About this task ▸
According to the article on Malaysian PPE production, which ministry were the PPE samples sent to for approval? Please answer in a few words.

(Provided passage Opens)

PETALING JAYA: The Malaysian Plastics Manufacturers Association (MPMA) and the Federation of Malaysian Fashion, Textile and Apparel (FMFTA) are stepping up to fill a critical gap in the supply chain for key personal protection equipment (PPE) in Malaysia.
MPMA has been working with its members to repurpose their machines to overcome a global shortage of non-woven material which is needed to make the much-needed PPEs, while working with members of FMFTA in the production process to sew the jumpsuits, isolation gowns, head covers, and boot covers.
“In such times of crisis, non-woven material, both coated and uncoated, has become difficult to source. This is exacerbated by disruptions in the supply chain caused by the infrequency of flights and ships plying between Malaysia and other countries,” said Datuk Lim Kok Boon, MPMA President.
“We in Malaysia can no longer depend on supply from other countries. Hence, we have worked with our members to repurpose their machines and reallocate their resources, even at the expense of foregoing their normal business to ensure that these materials are available here.
“We are pleased with the support of the Ministry of International Trade and Industry (MITI), which has allowed these companies to operate in order to fulfil the country’s needs for the materials that are required to produce the PPEs.”
Lim said MPMA and FMFTA want to ensure Malaysia has enough local capacity to be self-sufficient and not have to depend on external sources which may be unreliable currently.
Samples have been made and sent for approval to the Ministry of Health (MOH) which has specific functional and safety requirements. Certain PPEs must have liquid repellent properties to prevent penetration of body fluids, blood and other biological material, that may harm the frontliners.
Non-woven materials for such types of PPEs must therefore be coated or laminated with a plastics film.
“More than 10 factories have been identified by FMFTA and the two main textile manufacturers under its umbrella, Malaysian Textile Manufacturers Association (MTMA) and Malaysian Knitting Manufacturers Association (MKMA), as having the sizeable capacity to mass produce PPEs from the materials provided by MPMA members,” said FMFTA President, Dato’ Seri Tan Thian Poh.
“More factories can be brought onboard should there be a need to further increase capacity.”
All member companies will ensure that the production of the PPEs conforms with MOH’s requirements. Once MOH provides its specifications and approvals, FMFTA members will be able to ramp up their production.
FMFTA will also facilitate the supply of approved material to NGOs and other business organisations which are keen to make and contribute PPEs. Interested organisations can contact Ms Regina Leong, FMFTA Secretary General, at firstname.lastname@example.org.
Members of MPMA and FMFTA have also committed to a contribution of about RM1 million worth of other types of PPEs to MOH as well as to hospitals. These include face shields, jumpsuits, disposable head covers, clinical waste bags, plastic sheets and films, and plastic aprons.

(Provided passage Closes)
(Information given Opens)

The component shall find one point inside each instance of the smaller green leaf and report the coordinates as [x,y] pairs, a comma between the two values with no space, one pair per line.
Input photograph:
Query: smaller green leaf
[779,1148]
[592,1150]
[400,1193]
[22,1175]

(Information given Closes)
(Information given Opens)

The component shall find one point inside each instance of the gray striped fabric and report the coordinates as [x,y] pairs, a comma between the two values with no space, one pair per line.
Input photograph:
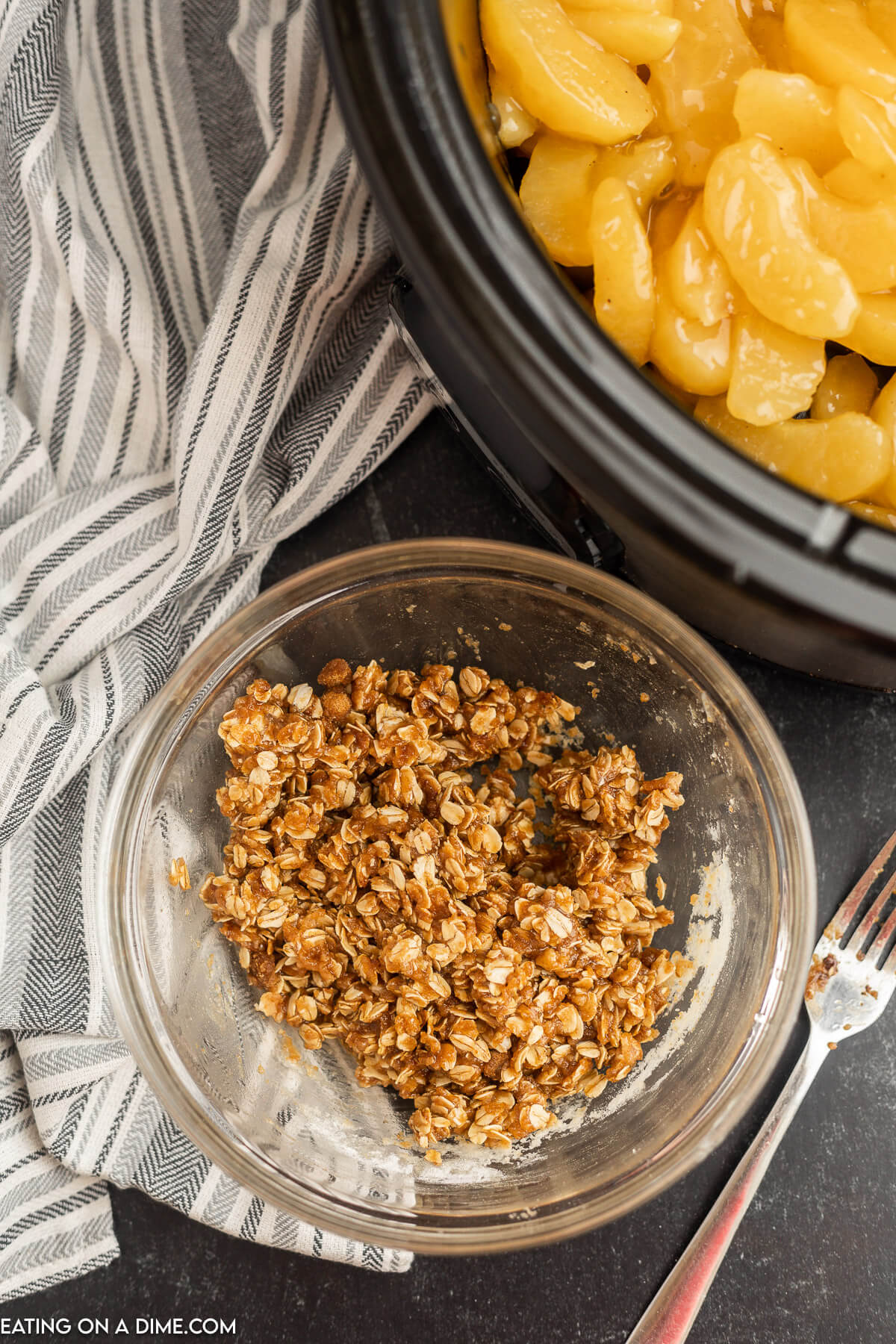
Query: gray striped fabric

(Information given Closes)

Answer box ▸
The Ministry of Health (MOH).